══ DATA LINES
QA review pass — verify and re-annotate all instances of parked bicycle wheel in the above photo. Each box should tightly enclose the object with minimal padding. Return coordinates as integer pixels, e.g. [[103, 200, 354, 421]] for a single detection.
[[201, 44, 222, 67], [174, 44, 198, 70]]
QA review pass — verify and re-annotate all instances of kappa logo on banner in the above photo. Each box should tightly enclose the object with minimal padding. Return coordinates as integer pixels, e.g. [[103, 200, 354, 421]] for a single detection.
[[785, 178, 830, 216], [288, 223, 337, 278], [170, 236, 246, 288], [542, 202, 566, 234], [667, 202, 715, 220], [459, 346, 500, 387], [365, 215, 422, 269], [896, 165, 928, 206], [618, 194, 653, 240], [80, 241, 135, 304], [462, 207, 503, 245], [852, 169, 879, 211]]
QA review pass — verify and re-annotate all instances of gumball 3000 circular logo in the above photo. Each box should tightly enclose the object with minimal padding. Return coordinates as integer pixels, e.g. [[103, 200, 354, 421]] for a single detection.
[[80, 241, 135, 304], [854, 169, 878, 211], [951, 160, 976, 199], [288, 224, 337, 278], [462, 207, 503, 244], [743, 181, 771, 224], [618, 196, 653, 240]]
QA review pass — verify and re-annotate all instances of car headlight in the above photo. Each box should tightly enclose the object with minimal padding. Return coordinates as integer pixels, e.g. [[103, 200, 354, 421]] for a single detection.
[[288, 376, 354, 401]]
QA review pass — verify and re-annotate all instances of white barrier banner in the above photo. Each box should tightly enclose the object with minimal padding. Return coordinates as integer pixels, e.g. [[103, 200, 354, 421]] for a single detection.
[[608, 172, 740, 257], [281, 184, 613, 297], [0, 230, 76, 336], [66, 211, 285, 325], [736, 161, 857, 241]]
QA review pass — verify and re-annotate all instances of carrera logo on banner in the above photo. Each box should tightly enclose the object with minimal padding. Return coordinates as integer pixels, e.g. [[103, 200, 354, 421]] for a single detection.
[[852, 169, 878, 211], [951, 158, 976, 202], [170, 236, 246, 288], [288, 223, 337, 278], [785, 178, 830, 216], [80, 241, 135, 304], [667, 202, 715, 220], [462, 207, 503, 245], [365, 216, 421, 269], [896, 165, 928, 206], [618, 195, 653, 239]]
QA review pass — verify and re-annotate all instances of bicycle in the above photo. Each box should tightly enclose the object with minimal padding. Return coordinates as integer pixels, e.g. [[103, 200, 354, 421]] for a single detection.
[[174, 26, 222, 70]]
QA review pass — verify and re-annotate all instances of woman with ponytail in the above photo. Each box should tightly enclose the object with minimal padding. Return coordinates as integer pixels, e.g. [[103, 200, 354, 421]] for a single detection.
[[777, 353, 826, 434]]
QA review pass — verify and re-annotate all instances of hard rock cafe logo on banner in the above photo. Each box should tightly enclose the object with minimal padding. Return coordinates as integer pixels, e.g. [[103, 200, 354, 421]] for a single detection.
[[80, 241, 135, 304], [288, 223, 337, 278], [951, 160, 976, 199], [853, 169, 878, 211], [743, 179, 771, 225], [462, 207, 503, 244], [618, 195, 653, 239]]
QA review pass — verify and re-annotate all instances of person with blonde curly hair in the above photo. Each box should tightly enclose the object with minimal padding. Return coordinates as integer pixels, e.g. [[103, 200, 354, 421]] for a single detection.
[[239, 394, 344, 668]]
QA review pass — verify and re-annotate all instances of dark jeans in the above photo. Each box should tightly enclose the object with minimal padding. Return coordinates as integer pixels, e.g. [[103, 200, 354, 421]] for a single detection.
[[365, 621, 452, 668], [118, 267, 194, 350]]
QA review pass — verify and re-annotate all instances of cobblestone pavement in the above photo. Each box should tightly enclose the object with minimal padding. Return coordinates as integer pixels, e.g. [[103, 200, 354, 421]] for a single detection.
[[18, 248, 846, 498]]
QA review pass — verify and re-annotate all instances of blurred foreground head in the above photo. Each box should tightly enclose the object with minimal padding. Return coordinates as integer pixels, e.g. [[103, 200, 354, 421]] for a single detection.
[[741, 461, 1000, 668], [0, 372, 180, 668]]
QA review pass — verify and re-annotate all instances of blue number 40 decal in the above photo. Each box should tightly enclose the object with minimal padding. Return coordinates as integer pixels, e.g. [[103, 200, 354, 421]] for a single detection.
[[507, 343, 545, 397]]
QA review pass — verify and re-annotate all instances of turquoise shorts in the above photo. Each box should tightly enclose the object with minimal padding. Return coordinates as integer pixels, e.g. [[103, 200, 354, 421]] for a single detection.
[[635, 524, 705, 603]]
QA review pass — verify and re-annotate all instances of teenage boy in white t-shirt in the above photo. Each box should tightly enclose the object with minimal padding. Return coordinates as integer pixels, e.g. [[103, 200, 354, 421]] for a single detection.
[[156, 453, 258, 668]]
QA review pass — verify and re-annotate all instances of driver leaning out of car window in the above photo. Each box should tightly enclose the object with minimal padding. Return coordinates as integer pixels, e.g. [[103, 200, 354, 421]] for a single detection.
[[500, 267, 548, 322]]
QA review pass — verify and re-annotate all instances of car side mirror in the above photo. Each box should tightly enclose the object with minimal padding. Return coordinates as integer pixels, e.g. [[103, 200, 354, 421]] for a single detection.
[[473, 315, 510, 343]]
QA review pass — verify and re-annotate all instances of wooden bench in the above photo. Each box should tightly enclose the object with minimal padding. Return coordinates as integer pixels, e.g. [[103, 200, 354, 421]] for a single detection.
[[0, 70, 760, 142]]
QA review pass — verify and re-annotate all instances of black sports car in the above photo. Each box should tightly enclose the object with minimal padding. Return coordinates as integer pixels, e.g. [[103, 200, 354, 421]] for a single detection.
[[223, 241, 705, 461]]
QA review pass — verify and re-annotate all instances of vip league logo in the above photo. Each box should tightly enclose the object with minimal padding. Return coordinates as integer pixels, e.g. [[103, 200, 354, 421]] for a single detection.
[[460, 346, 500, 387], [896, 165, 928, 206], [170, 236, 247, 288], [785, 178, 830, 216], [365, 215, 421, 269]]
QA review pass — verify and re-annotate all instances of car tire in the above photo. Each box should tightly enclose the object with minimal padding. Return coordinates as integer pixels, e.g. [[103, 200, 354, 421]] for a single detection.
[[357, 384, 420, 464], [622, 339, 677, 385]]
════
§ **TASK INSTRUCTIONS**:
Copy all the lines above again, putting "whole-number pixels" in place of every "integer pixels" and leaving everything else as it is.

§ **EXERCISE RESPONSE**:
QA review pass — verify and re-annotate all instances of parked bicycle wheel in the above photo. Each box should tightly enclose the object with minimal padding. Return coordinates as whole-number pixels, e.g. [[103, 200, 354, 421]] for a single detection.
[[201, 44, 222, 67], [174, 44, 198, 70]]
QA review pass — verify and re-annotate all instances of kappa logo on banner in the above photo. Each box should tightly enclose the object with minimal padding. Return coordinates as whole-number pixels, e.g. [[103, 200, 354, 421]] for a single detection.
[[785, 178, 830, 216], [288, 223, 337, 278], [170, 236, 246, 288], [542, 202, 566, 234], [667, 202, 715, 220], [459, 346, 500, 387], [365, 215, 422, 269], [896, 165, 928, 206], [618, 194, 653, 240], [80, 241, 135, 304], [462, 207, 503, 245], [852, 169, 879, 211]]
QA review pass — verify and re-annotate all instances of gumball 3000 circular logo in the above photo. Each box should tightly enclose the object with minimal padding. Return coordinates as whole-number pixels, e.g. [[103, 200, 354, 421]] for a single detection.
[[80, 241, 135, 304], [854, 169, 878, 211], [951, 160, 976, 199], [288, 224, 337, 278], [462, 207, 503, 244], [743, 181, 771, 224], [618, 196, 653, 240]]
QA review pass — verify and re-annotate all instances of car headlight in the above photo. Each box should tightly enclose the object with minimal padding. Return coordinates as whole-number pixels, e.g. [[103, 200, 354, 421]] for a single detection.
[[288, 376, 354, 401]]
QA review pass — verify and re-annotate all instances of white barrier banner in the above photo. Each box should tightly enclose the object with minimal padding. Return coordinates as whole-number pixels, e.g. [[103, 200, 354, 421]] for a single detection.
[[608, 172, 740, 257], [281, 184, 613, 297], [0, 230, 76, 336], [66, 211, 285, 325], [736, 161, 857, 241]]
QA review pass — verify and re-annotate all instances of carrera logo on banner in the above photo. Each box should tightly enclose the object with minimal padding. Return coordinates as whole-number pixels, e.g. [[103, 200, 354, 421]] for a single detection.
[[852, 169, 878, 211], [951, 158, 976, 202], [170, 236, 246, 288], [288, 223, 337, 278], [785, 178, 830, 216], [80, 241, 135, 304], [667, 202, 715, 220], [462, 207, 503, 245], [365, 216, 421, 269], [896, 165, 928, 206], [618, 195, 653, 239]]
QA review pass — verify and re-annotate all instances of bicycle in the above photo. Each box should tightly enclose the object with minimal padding. Return coordinates as whole-number pixels, e.g. [[103, 200, 354, 421]] for a single detection.
[[174, 26, 222, 70]]
QA review pass — verify and re-annotate all instances of woman with ponytail in the above photo. Each box should tightly enclose the object with minimal padding. Return coordinates as whole-number pixels, e.g. [[103, 200, 354, 421]] for a single detection.
[[777, 353, 826, 434]]
QA review pass — verify and re-annotate all instances of hard rock cafe logo on banner in the above photo. Each box should tightly enclose the object with minimal padding. Return coordinates as whole-number pixels, e.g. [[103, 200, 354, 421]] for a single detection.
[[80, 241, 135, 304], [288, 223, 337, 278], [951, 160, 976, 199], [853, 169, 878, 211], [743, 179, 771, 225], [462, 207, 503, 244], [618, 195, 653, 239]]
QA review pass — verify and re-annotate all instances of person with blonde curly hair in the above photo. Each box should tightly enclose the object with minimal padding. Return coordinates as whole-number pixels, e.g. [[103, 200, 354, 421]] for a single detection.
[[239, 394, 344, 668]]
QA review pass — verify and re-annotate all instances of dark jeans in the above photo. Each box should tightly enclose the object with minimal padding. Return coordinates as whole-number pixels, e.g. [[103, 200, 354, 421]] for a single detection.
[[365, 621, 452, 668], [118, 267, 194, 350]]
QA review pass — verify and re-annotate all instances of cobblestone pavement in the above photo. Each box should tightly enclose the object with minimal padding. Return coordinates as whole-number pixels, e.g. [[103, 200, 354, 421]] for a single detection.
[[18, 248, 846, 498]]
QA review pass — verify and re-annotate all instances of blurred foreground head in the above photo. Each box should tightly enclose the object with minimal padding. Return coordinates as whole-number pixels, e.g. [[103, 200, 354, 421]] for a single detection.
[[741, 461, 1000, 668], [0, 372, 180, 668]]
QA review pass — verify and re-annotate all instances of blue number 40 decal in the above photo. Each box should tightly enclose the object with minimal padding. Return coordinates as whole-number pixels, e.g. [[103, 200, 354, 421]] for a single detection.
[[507, 343, 545, 397]]
QA review pass — verify and re-annotate all instances of turquoise shorts in the above photo. Each box should tightly enclose the object with minimal padding. Return coordinates as whole-number pixels, e.g. [[103, 200, 354, 421]] for a single detection.
[[635, 524, 705, 603]]
QA review pass — verify and re-annotate all instances of teenage boy in white t-shirt in the above photo. Each box should tightly enclose the object with minimal padding. Return coordinates as whole-number pixels, e.g. [[103, 200, 354, 421]] for a single detection.
[[156, 453, 258, 668]]
QA review pass — verify and re-annotate all instances of driver leaning out of car window in the above photo. Each box should tightly enclose the object with minimal padding. Return coordinates as whole-number pixels, e.g. [[103, 200, 354, 421]] for a single detection.
[[500, 267, 548, 322]]
QA review pass — verify and re-annotate all instances of car side mirror in the above photo. Each box should tightly enclose the object with minimal padding. Return coordinates as whole-number pixels, e.g. [[103, 200, 354, 421]] for a single detection.
[[473, 315, 510, 343]]
QA review pass — verify and re-annotate all instances of wooden bench in the above photo. Each box should tightly enclose the object with minimal padding. Return coordinates as whole-number pixels, e.g. [[103, 200, 354, 421]] for a single detection.
[[0, 70, 760, 142]]
QA review pass — verify and re-annotate all instances of black sports car in the above photo. Each box should tightly enclose the object with minimal padding. Return coordinates as whole-number pixels, e.g. [[103, 200, 354, 421]] for a single detection.
[[223, 241, 705, 461]]
QA review pass — verify and re-annotate all instances of vip league logo in the above photo. Each box should tightly enclose the object with minimal padding. Return coordinates as whole-number pixels, e.g. [[103, 200, 354, 421]] for a single detection.
[[460, 346, 500, 387], [896, 165, 928, 206], [170, 236, 247, 288], [785, 178, 830, 216], [365, 215, 421, 269]]
QA review pass — verify and re-annotate all instances of car tire in the above photo. Each box should tightly enclose the object with minimal padding. Return coordinates as whole-number pixels, e.g. [[103, 200, 354, 421]] for a single detection.
[[357, 384, 420, 464], [622, 339, 677, 385]]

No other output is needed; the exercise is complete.